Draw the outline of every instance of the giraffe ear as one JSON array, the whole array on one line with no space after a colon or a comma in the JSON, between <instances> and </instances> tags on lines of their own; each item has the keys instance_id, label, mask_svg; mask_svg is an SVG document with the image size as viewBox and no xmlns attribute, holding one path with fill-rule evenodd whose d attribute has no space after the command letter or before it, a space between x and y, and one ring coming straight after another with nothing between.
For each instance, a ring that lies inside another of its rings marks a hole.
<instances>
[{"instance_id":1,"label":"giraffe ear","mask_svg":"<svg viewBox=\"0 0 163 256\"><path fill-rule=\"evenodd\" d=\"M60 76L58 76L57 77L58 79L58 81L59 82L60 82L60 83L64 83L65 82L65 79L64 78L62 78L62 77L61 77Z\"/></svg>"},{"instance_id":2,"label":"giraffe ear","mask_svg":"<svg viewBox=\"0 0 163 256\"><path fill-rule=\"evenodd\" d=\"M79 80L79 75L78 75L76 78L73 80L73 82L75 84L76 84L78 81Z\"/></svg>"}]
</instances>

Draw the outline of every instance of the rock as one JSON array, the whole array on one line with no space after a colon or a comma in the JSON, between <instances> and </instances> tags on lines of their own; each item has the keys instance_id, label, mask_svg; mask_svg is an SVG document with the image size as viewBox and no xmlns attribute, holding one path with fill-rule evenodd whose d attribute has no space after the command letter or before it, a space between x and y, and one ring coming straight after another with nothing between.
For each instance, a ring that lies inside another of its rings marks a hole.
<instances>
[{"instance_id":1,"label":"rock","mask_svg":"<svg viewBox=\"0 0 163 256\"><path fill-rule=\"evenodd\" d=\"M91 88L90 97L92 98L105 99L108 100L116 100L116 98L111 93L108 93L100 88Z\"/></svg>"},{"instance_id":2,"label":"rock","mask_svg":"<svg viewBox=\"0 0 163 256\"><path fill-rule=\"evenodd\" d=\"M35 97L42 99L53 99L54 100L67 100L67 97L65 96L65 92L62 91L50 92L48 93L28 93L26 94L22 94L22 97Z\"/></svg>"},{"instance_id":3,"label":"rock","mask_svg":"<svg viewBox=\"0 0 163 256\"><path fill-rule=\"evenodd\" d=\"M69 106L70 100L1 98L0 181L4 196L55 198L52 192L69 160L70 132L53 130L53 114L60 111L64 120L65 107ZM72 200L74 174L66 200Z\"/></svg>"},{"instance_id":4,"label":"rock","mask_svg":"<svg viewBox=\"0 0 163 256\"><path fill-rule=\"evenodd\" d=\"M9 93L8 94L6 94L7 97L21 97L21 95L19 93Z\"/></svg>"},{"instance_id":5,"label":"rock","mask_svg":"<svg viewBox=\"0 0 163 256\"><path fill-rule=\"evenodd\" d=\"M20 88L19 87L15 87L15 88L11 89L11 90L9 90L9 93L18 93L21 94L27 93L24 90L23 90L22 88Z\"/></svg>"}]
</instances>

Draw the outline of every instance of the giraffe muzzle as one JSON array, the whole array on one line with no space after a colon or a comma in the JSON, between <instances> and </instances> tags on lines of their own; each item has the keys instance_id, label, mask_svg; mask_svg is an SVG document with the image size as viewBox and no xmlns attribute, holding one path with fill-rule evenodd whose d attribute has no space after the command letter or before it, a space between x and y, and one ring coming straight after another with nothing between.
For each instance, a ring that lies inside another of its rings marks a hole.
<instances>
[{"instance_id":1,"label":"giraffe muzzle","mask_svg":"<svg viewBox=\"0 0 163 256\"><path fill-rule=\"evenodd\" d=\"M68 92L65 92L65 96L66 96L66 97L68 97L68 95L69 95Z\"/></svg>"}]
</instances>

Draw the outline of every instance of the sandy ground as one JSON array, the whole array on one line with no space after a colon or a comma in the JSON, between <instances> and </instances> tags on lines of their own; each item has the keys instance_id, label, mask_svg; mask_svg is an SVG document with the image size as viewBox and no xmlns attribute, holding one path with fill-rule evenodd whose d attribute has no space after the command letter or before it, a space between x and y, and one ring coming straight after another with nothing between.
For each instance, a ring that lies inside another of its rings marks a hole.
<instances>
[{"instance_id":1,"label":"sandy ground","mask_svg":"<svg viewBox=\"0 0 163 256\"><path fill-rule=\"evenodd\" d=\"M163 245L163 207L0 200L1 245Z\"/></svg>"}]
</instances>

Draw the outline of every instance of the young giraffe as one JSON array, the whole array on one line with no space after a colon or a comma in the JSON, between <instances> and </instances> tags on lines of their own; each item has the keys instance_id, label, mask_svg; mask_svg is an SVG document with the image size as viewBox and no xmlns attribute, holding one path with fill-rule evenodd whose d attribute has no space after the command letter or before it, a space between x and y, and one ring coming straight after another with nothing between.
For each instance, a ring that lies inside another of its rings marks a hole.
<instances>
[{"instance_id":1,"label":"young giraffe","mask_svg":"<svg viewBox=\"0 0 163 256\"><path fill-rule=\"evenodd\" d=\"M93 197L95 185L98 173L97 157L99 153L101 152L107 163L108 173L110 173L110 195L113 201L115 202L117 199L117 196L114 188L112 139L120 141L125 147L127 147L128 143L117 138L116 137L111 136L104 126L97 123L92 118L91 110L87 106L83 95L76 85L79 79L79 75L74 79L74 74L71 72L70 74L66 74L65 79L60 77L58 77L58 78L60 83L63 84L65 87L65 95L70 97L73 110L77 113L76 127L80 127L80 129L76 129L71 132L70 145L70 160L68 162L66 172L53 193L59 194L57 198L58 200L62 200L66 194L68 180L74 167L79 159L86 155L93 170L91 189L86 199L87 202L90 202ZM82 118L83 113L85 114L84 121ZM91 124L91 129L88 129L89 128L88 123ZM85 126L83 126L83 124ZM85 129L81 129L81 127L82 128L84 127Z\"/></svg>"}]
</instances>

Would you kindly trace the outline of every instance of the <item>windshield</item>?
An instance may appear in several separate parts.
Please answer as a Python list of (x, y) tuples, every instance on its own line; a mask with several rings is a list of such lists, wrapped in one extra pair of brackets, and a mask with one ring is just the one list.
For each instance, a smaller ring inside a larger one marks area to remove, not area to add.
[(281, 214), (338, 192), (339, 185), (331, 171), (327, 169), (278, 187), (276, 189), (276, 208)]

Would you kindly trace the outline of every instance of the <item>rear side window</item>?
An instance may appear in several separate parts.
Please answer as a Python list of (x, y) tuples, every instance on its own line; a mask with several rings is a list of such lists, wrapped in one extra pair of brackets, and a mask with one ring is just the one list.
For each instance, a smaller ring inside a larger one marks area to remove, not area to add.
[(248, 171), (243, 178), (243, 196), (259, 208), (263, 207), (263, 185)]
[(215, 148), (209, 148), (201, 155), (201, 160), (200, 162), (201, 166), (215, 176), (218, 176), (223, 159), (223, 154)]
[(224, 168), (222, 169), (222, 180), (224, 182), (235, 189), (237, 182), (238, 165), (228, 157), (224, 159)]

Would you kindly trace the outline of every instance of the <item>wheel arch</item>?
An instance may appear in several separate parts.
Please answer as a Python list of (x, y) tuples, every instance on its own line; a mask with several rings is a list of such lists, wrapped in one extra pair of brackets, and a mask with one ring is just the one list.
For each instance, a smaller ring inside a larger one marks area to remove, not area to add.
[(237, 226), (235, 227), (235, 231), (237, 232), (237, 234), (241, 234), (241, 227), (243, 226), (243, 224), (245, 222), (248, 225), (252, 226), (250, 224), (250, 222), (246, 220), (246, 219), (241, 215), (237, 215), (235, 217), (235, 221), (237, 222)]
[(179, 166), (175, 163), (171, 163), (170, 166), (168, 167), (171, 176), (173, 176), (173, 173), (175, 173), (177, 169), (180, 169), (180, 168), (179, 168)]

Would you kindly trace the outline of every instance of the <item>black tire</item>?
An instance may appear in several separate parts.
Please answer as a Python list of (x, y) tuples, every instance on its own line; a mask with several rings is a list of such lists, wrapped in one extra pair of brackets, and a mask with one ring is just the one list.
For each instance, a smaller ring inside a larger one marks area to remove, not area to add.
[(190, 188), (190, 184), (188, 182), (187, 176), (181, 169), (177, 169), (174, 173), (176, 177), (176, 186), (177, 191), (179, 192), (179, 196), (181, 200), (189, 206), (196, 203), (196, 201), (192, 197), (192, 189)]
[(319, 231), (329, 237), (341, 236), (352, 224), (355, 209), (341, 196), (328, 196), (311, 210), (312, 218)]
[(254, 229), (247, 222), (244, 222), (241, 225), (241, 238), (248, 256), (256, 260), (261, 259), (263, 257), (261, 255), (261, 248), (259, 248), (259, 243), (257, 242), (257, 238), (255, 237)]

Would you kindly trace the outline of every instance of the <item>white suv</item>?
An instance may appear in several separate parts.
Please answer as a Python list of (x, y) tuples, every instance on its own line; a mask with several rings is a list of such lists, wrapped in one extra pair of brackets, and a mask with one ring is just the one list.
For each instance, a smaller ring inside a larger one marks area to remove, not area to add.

[Task objective]: Reproduce verbatim the stretch of the data above from the line containing "the <item>wheel arch</item>?" through the line containing "168), (179, 168)]", including both of those lines.

[Response to this exercise]:
Would you kindly trace the outline of every instance of the <item>wheel arch</item>?
An instance may appear in several separate parts.
Please answer as a Python list of (x, y) tuples, every instance on its own line; a mask with several rings is a list of such lists, wrapped in one extra pair of brackets, and a mask with one ring is just the one list.
For each instance, a smaller ring inside a larger one marks area to remove, not area to add.
[(237, 226), (235, 227), (235, 231), (237, 232), (237, 234), (241, 234), (241, 227), (243, 226), (243, 224), (245, 222), (248, 225), (252, 226), (250, 224), (250, 222), (246, 220), (246, 219), (241, 215), (237, 215), (235, 217), (235, 221), (237, 222)]
[(179, 166), (175, 163), (171, 163), (170, 166), (168, 167), (171, 176), (173, 176), (173, 173), (175, 173), (177, 169), (180, 169), (180, 168), (179, 168)]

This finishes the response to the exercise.